__SET EXERCISE__. Can you write out the whole listing below again, requests included, with every coordinate in the path data multiplied by 2.5 and rounded to a whole number, halves rounding up?

[Labeled area outline entries]
________________________

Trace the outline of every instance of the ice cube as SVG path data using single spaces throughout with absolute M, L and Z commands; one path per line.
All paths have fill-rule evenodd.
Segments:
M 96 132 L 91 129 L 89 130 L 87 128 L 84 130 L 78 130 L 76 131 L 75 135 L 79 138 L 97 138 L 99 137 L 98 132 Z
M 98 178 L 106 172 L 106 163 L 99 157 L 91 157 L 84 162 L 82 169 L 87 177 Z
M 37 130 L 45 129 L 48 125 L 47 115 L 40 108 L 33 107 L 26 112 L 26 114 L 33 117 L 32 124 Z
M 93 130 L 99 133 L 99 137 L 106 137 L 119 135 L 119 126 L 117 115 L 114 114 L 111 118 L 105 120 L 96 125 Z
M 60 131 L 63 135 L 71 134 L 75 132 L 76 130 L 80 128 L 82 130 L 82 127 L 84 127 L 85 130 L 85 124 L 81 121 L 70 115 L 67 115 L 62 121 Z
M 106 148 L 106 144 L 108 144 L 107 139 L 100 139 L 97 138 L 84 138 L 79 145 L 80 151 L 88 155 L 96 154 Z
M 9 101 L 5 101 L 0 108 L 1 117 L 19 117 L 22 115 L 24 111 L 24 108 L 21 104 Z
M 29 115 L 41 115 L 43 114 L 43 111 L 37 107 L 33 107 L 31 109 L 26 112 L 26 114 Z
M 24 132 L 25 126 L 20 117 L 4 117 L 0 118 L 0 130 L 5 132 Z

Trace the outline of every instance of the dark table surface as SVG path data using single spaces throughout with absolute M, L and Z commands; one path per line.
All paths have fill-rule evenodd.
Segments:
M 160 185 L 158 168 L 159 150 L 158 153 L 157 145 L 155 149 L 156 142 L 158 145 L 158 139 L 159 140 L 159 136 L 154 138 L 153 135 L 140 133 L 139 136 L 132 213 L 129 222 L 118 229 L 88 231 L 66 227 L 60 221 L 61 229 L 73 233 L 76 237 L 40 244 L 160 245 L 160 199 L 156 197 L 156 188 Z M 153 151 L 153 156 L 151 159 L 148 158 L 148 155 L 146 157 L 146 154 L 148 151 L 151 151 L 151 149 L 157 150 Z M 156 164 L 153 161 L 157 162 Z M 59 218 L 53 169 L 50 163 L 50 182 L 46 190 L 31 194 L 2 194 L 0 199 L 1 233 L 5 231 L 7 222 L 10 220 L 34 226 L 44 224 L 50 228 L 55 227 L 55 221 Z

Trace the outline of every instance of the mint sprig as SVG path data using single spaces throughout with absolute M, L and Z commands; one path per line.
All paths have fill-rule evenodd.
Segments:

________________________

__COMPLETE RESPONSE__.
Trace the outline of every instance of the ice cube as SVG path data using single spaces throughout with absolute M, L and Z commands; one path per line.
All paths have fill-rule evenodd.
Segments:
M 240 330 L 228 323 L 223 325 L 218 320 L 210 325 L 195 325 L 190 328 L 188 338 L 198 345 L 243 345 L 248 343 L 245 330 Z
M 245 445 L 265 430 L 265 408 L 248 393 L 228 393 L 210 405 L 205 423 L 218 443 Z
M 93 325 L 113 323 L 120 313 L 118 288 L 100 270 L 83 268 L 65 280 L 65 285 L 83 293 L 80 310 Z
M 233 325 L 248 333 L 248 343 L 265 343 L 298 338 L 298 315 L 293 288 L 285 285 L 278 295 L 263 300 L 240 313 Z
M 150 328 L 158 338 L 178 335 L 188 330 L 190 325 L 200 320 L 205 325 L 205 318 L 210 318 L 213 325 L 213 310 L 203 303 L 175 288 L 168 288 L 155 303 Z
M 265 370 L 265 360 L 270 360 L 268 348 L 250 348 L 243 345 L 210 345 L 198 363 L 200 378 L 220 388 L 240 385 Z
M 23 253 L 13 253 L 0 270 L 3 293 L 48 293 L 55 288 L 60 278 L 60 270 L 53 260 Z
M 73 288 L 103 288 L 108 285 L 108 278 L 93 268 L 83 268 L 78 273 L 65 280 L 65 285 Z
M 60 330 L 63 315 L 50 293 L 10 293 L 0 295 L 0 325 L 13 330 Z

Trace the outline of every instance of the dark table surface as SVG path data using single spaces throughout with absolute M, L and Z commands; one path per line.
All paths have fill-rule evenodd.
Segments:
M 400 463 L 395 420 L 398 375 L 395 383 L 393 363 L 388 373 L 390 355 L 395 363 L 395 348 L 398 350 L 398 340 L 385 345 L 383 338 L 350 333 L 348 340 L 330 533 L 323 555 L 295 573 L 220 578 L 165 568 L 150 553 L 153 573 L 183 583 L 190 593 L 100 610 L 400 613 L 400 498 L 390 493 L 390 470 Z M 383 378 L 383 390 L 378 398 L 370 395 L 370 388 L 365 393 L 365 385 L 370 378 L 378 378 L 378 373 L 393 375 Z M 390 410 L 383 403 L 393 405 Z M 148 545 L 133 423 L 125 408 L 125 455 L 115 475 L 78 485 L 5 485 L 0 498 L 3 583 L 13 578 L 18 555 L 25 550 L 85 565 L 110 560 L 125 570 L 138 568 L 138 553 Z

Trace the outline of every instance of the mint sprig as SVG path data using single spaces throughout with absolute M, L and Z commands; one path per line.
All paths have fill-rule evenodd.
Segments:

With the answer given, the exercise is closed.